-- THINGS TO DO --
A) Answer these questions from the greatness thread below:
(i) How long does the writer say re-reading Der Zauberberg would take, at a minimum?
(ii) Who posted at 01:21:57 AM on November 11, 2020?
(iii) What does that poster call the surest sign of greatness?
B) Decide whether each statement agrees with the greatness thread below. Answer yes or no, and quote the words that settle it.
(i) Literature holds a more central place than music in general education.
(ii) Mandryka's post is dated November 12, 2020.
(iii) Florestan holds that a conclave of experts defines greatness.
C) Write the next part of the greatness thread below, picking up after its final sentence.

You are of course right that the virulence of the original classic is not entirely explained by this but we get an indication that it does have such virulence because otherwise the chain could not get started in the first place. And this is true even when we need fairly special or rare conditions for successful transmission.

As there are many feedback loops here, cause and effect will often not be as clearly distinguishable as in some other areas. If one totally ignores or denigrates the classics one is rarely bound to become a recognized expert for the further transmission of classics. One will be either have no influence or be an outsider or a revolutionary genius who can establish a new paradigm or at least a revision of a canon. So if one is not properly affected by the virus one will not transmit it successfully.

Literature is different from music in several respects e.g., the time scale is different and there is very little "secondary music" but libraries filled with secondary and tertiary literature. But while the exemplary classics of literature almost all come from a time of which we don't still play the music (i.e. antiquity) we do recognize a lot of literary classics from the last ~300 years.
Literature also has a much more central status in general education than music which makes it different.
And nowadays with records etc. I can re-listen to Beethoven's 5th symphony every day but it would take me at least a week to re-read Der Zauberberg and several weeks or months to reread a translation of the Odyssey (not to begin with the original text), so overall the rereading of literature classics is even for someone who did this full time fairly limited. This is an advantage for music, it profits more from the technical advances of the 20th century, so classics can be established more quickly.
Title: Re: Greatness
Post by: Mandryka on November 11, 2020, 01:16:14 AM
Artists are part of our world.

That world has standards, values, and institutions to keep them safe.

Greatness is one of those values, albeit a complex and elusive one.





But what's at the core of things is none of that. What's at the core is simply a deep love for materials. What gets me going every morning is loving language and seeing what happens when I write strings of words. That and loving color and shape, whether I'm using a camera or some water and pigment.


 I don’t see how this is relevant, it looks like a claim about motivations, greatness is about the finished object.
Title: Re: Greatness
Post by: Florestan on November 11, 2020, 01:21:57 AM
Actually, for me greatness is defined not by any conclave of experts but by the audience and the surest sign of greatness is widespread popularity across the ages and all around the world. If a composer's music is still widely enjoyed and appreciated by the vast majority of concert- or opera-goers and recording-buyers, decades or even centuries after his death and in the vast majority of world's parts, including so many places he wasn't even aware existed, let alone set foot on, then that composer is a great one.

As for Beethoven, if one defines greatness as being what Beethoven did then not only is he great, but few if any other composers have achieved the same level of greatness. Just saying.

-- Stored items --
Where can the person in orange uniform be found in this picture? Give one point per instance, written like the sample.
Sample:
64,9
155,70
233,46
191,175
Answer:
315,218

-- YOUR WRITTEN ANSWERS --
A)
(i) At least a week.
(ii) Florestan.
(iii) Widespread popularity across the ages and all around the world.

B)
(i) Yes: "Literature also has a much more central status in general education than music"
(ii) No: "Post by: Mandryka on November 11, 2020, 01:16:14 AM"
(iii) No: "greatness is defined not by any conclave of experts but by the audience"

C)
Title: Re: Greatness
Post by: Mandryka on November 11, 2020, 01:48:22 AM
Actually, for me greatness is defined not by any conclave of experts but by the audience and the surest sign of greatness is widespread popularity across the ages and all around the world. If a composer's music is still widely enjoyed and appreciated by the vast majority of concert- or opera-goers and recording-buyers, decades or even centuries after his death and in the vast majority of world's parts, including so many places he wasn't even aware existed, let alone set foot on, then that composer is a great one.

As for Beethoven, if one defines greatness as being what Beethoven did then not only is he great, but few if any other composers have achieved the same level of greatness. Just saying.

This issue of public support is interesting. Few people have read Dante and Homer, not to mention Mallarmé. Very few people have had the opportunity of more than a passing glimpse of the Mona Lisa, in less than ideal circumstances. All great I suppose.

What I’m suggesting is that the public’s endorsement is partly the consequence of the institutional approval.
Title: Re: Greatness
Post by: Jo498 on November 11, 2020, 02:12:26 AM
Many people have at least seen a reproduction of the Mona Lisa. But "public" should be treated as a flexible term and troughout history. Homer's epics have been "classics" and used for educational purposes for about 2500 years without a break (and similar time spans apply to some Indian and Chinese Classics in their culture). Dante at least in Italy since it was written almost 700 years ago. So it's the accumulation of recipients throughout the centuries and also the "multiplication" by experts, educators or otherwise highly influential recipients that makes classics; I'd say.
So I agree with you that institutions or experts are usually more important and the general public follows. And one should also count popularized versions when considering how widespread something is. My father told me a simplified version of the Trojan horse story before I entered school; I had seen (probably severel distorted) cartoon versions of Don Quixote or Gulliver's travels (classics I still have not read unfortunately) at elementary school age.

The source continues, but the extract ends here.